__Task__. Each entry that follows should be set down precisely, with its pictures removed.

[Records excerpted from a collection]
# # # # # # #

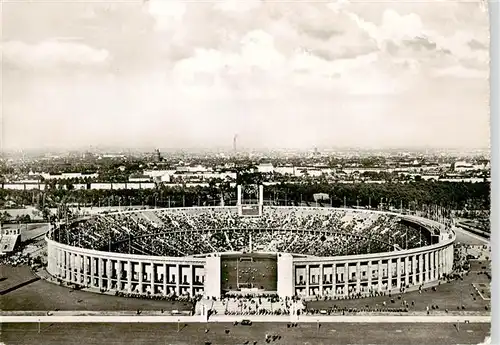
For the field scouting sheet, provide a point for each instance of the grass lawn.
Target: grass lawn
(448, 296)
(193, 334)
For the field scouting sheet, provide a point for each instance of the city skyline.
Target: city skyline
(280, 74)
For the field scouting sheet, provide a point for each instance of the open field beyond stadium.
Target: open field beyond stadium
(43, 296)
(193, 334)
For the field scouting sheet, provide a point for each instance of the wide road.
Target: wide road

# # # # # # #

__The completed task__.
For the field scouting sheet, provide a point for each instance of the grass lawn.
Target: grass lawn
(448, 296)
(193, 334)
For the field scouting sheet, provide a point for each instance of the city skyline.
Target: city skyline
(280, 74)
For the field scouting sheet, provide a point for each instance of the open field beyond stadium.
Target: open field beyond stadium
(43, 296)
(193, 334)
For the field scouting sheet, provide a point for each instance of the wide road.
Target: wide road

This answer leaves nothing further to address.